**Records shown**:
◆ ◆ ◆

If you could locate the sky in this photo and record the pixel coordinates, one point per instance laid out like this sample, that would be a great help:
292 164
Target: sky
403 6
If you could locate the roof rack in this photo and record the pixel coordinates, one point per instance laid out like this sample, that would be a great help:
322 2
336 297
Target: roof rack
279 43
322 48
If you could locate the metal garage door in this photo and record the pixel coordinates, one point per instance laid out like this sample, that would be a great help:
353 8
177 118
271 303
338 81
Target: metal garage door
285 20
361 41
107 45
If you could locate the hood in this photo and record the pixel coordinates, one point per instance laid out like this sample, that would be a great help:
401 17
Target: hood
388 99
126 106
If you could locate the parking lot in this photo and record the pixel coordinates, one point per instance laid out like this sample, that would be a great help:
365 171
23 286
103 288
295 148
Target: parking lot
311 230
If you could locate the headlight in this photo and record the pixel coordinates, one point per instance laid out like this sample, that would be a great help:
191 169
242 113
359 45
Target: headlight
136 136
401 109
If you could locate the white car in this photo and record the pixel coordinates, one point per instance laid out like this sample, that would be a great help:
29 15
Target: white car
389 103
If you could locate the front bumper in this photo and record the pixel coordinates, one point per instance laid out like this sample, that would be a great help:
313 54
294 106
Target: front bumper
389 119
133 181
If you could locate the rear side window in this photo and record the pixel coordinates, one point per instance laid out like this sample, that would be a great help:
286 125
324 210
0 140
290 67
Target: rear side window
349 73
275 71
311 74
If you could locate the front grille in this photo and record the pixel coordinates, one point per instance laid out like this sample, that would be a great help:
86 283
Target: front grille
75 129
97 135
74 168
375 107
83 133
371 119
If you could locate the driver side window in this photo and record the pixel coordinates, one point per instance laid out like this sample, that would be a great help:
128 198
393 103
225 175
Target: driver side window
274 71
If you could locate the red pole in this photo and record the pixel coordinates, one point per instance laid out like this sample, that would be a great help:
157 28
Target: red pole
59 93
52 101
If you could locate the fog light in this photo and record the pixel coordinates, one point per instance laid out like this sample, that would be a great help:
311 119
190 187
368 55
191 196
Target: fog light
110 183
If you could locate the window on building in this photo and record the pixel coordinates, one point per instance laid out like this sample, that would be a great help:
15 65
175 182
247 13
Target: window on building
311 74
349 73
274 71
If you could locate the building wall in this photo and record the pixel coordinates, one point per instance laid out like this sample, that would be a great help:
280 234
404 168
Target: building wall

◆ ◆ ◆

**Work to complete**:
Which lines contain "wall"? Copy each of them from the listing.

**Your solution**:
If you could locate the building wall in this photo and record the pixel coordinates, one point per instance laid out like this sample, that would be a great help:
Target: building wall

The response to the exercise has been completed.